— REQUIRED ACTION 1 —
From the post on using AI to secure AI, list every security practice named in the paragraph on Defense in Depth as something to do besides the LLM review.
— REQUIRED ACTION 2 —
In the post on using AI to secure AI, set down the passage that starts at "How about the" and ends at "all these vulnerabilities!".

— SOURCE TEXT —
________________
Letting inmates run the asylum: Using AI to secure AI

Matt Sayar August 14, 2025

One of Anthropic's quieter releases recently was their "Security Review," where Claude Code can identify and fix security issues in your code. But how good is it really? In my case, will it find issues with code it helped me write for my newsletter service and Chrome extension?

The release states it uses a "specialized security-focused prompt that checks for common vulnerability patterns." After throwing so much compute at model training, LLMs are nearing the top of the S-Curve, so finding ways to use their existing capabilities is becoming more important. In this case, a special prompt results in a new feature, much like OpenAI used a carefully-crafted prompt to release Study Mode in ChatGPT.

So is any of my code vulnerable?

First, I had it take a peek at Simple Wikiclaudia, the browser extension I wrote with Claude to simplify Wikipedia articles. One of the extension's biggest features is how simple it is, so I didn't expect it to find much. But how much can you trust the AI that wrote most of the code in the first place?

Appropriately found on a blog about o11y

Additionally, it looks like Claude's security review mainly targets low-hanging-fruit included in the OWASP Top 10 (new version coming soon!). But what if there's something else the security review can't catch, maybe something specific to browser sandboxes and web extensions? Or other unknown unknowns? After all, Claude said all my stuff was peachy keen:

Claude: Well *of course* it's fine. I wrote it!

It all comes back to Defense in Depth. Do I think this feature has value? Of course it does. Would I rely solely on this LLM review before shipping to production? Of course not. So what else can you do? Human code review, Static Application Security Testing, Dynamic Application Security Testing, QA testing, fuzz testing, testing, testing, testing. And you still won't catch everything!

OK but is this code secure or not

Fortuitously, I recently started playing around with a free trial of Datadog. They just let anybody sign up! And included in the trial, I can have it evaluate my code on GitHub with all kinds of code quality tools.

"No code vulnerabilities" from a second tool is another good signal. Please ignore the Code Quality signals. Nothing to see here, please move along and quickly scroll past this next image.

Alright alright, I used to work for a company that specializes in logs, so give me a break if I have a bunch of logging statements. And calling them "HIGH" severity is a little overreactive. This is out-of-the-box tuning, so I can turn all these off, which is nice, and the first thing I did.

How about the code for rsspberry2email?

Yes, the service I wrote with all kinds of weaker LLMs before Claude Code made these things way easier! There's a lot more potential for security risks here, especially since it involves more moving parts with emails, Atom/RSS, untrusted inputs, etc.

I kicked off Claude's /security-review and waited. It seems to take a while, especially if you forget about it and need to come back and press Confirm/Yes/Continue because you're not watching it closely.

While that ran, I noodled around with Datadog's dashboard for this repo. I don't want to gush but it's pretty slick. Just look at all these vulnerabilities!
________________
— LISTED RECORDS —

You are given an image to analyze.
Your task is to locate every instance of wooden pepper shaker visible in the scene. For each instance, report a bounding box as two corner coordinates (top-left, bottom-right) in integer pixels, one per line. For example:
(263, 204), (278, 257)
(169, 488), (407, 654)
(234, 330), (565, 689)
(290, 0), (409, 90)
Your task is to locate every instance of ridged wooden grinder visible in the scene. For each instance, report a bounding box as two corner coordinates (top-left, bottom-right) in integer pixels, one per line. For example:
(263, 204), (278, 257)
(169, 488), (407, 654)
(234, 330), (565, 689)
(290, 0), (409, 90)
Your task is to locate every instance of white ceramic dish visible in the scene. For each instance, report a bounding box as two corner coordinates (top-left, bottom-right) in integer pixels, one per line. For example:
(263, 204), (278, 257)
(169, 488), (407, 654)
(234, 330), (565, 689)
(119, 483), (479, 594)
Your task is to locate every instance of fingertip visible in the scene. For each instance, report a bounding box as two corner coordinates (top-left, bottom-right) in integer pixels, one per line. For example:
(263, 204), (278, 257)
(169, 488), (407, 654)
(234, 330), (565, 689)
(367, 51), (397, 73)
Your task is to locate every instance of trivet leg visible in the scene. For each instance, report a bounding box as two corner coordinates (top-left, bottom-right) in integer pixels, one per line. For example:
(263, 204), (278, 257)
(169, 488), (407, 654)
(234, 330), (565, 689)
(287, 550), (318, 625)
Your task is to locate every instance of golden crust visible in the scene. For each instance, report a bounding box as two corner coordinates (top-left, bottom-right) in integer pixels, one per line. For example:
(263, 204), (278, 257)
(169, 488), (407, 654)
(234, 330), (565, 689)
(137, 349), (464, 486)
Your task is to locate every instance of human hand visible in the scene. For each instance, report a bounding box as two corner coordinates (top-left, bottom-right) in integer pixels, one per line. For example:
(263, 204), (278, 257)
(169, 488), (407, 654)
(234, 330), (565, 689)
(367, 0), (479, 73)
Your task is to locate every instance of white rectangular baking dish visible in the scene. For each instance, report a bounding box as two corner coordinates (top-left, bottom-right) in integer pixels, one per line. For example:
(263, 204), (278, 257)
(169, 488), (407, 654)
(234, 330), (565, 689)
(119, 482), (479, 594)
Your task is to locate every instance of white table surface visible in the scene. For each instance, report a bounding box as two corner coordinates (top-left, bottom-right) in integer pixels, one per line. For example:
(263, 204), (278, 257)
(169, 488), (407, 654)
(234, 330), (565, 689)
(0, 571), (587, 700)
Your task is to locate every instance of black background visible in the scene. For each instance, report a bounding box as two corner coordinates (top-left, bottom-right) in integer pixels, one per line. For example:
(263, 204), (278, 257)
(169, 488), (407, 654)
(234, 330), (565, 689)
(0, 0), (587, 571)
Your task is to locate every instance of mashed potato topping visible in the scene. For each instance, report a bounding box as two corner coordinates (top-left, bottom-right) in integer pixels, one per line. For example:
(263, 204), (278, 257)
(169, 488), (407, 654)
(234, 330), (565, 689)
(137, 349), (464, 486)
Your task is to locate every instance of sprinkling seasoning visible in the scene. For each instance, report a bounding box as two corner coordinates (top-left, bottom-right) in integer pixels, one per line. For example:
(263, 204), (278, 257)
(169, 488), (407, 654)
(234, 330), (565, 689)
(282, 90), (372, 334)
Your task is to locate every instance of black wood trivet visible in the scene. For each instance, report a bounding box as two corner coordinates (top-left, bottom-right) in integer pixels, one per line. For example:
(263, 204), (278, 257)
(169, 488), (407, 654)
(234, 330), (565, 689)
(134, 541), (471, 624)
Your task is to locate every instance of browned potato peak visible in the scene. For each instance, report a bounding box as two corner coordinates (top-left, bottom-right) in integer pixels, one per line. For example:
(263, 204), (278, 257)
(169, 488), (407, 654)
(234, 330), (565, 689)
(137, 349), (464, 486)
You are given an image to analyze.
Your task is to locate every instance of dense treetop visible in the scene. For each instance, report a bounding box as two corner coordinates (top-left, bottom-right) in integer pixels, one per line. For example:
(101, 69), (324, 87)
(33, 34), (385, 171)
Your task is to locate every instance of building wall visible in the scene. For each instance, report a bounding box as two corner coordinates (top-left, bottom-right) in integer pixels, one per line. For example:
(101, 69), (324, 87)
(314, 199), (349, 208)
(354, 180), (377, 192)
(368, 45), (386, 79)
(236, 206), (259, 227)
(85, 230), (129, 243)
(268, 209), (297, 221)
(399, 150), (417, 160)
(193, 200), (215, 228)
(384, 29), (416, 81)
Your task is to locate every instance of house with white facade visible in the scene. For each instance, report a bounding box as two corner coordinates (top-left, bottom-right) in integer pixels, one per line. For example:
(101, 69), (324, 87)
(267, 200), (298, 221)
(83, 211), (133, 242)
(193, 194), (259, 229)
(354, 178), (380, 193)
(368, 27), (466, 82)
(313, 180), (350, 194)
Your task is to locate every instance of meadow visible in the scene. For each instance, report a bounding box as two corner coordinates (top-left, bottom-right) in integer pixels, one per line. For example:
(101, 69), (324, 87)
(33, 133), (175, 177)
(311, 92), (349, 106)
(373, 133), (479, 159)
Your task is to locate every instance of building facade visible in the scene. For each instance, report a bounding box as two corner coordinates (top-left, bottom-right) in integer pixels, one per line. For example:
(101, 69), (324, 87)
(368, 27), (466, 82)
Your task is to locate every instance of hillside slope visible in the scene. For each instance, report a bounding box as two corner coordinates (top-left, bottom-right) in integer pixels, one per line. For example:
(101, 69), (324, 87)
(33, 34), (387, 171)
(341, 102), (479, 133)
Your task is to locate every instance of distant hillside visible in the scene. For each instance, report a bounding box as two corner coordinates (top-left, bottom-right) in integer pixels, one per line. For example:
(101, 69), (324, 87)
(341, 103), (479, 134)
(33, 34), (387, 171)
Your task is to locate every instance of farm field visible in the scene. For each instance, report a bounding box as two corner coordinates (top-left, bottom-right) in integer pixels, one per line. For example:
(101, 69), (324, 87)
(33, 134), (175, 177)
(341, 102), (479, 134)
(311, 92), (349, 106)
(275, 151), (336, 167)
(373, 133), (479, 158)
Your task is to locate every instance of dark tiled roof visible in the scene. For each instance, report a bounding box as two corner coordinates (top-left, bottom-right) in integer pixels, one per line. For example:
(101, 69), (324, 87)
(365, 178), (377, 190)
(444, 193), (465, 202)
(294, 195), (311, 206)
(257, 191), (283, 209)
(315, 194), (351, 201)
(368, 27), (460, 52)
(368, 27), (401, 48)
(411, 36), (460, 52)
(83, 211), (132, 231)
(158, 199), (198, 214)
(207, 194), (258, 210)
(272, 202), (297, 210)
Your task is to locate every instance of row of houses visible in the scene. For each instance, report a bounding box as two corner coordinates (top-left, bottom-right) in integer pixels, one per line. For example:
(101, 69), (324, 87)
________________
— TASK RESULT 1 —
- Human code review
- Static Application Security Testing
- Dynamic Application Security Testing
- QA testing
- Fuzz testing

— TASK RESULT 2 —
How about the code for rsspberry2email?

Yes, the service I wrote with all kinds of weaker LLMs before Claude Code made these things way easier! There's a lot more potential for security risks here, especially since it involves more moving parts with emails, Atom/RSS, untrusted inputs, etc.

I kicked off Claude's /security-review and waited. It seems to take a while, especially if you forget about it and need to come back and press Confirm/Yes/Continue because you're not watching it closely.

While that ran, I noodled around with Datadog's dashboard for this repo. I don't want to gush but it's pretty slick. Just look at all these vulnerabilities!